* _Your goal_: A word-for-word copy of every entry below is required; the images do not belong in it.

* _Data extracts_:
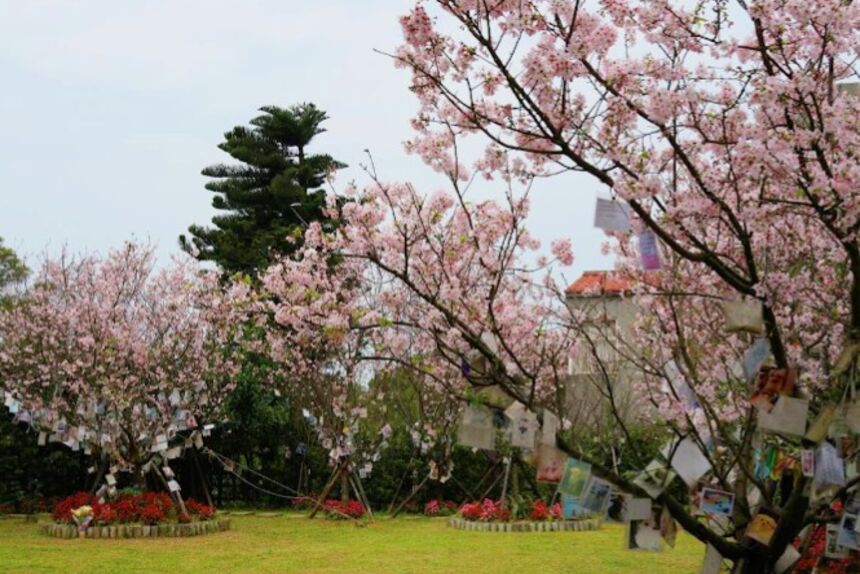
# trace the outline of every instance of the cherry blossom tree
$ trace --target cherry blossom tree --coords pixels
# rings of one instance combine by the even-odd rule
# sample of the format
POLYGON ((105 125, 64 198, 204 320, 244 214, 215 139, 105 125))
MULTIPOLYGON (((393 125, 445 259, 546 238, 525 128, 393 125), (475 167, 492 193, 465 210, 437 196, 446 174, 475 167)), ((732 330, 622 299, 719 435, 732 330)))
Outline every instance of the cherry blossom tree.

* _Written answer_:
# trace the outline of every instance of the cherry blossom tree
$ trace --target cherry blossom tree --coords pixels
# rings of one instance combine by the even-odd rule
# sample of the format
POLYGON ((105 125, 64 198, 204 320, 244 214, 215 139, 105 125))
MULTIPOLYGON (((393 125, 445 259, 546 238, 525 128, 393 125), (475 167, 492 193, 465 210, 437 196, 446 174, 475 167)), ((732 330, 622 299, 719 435, 732 330)))
Outline every instance of the cherry blossom tree.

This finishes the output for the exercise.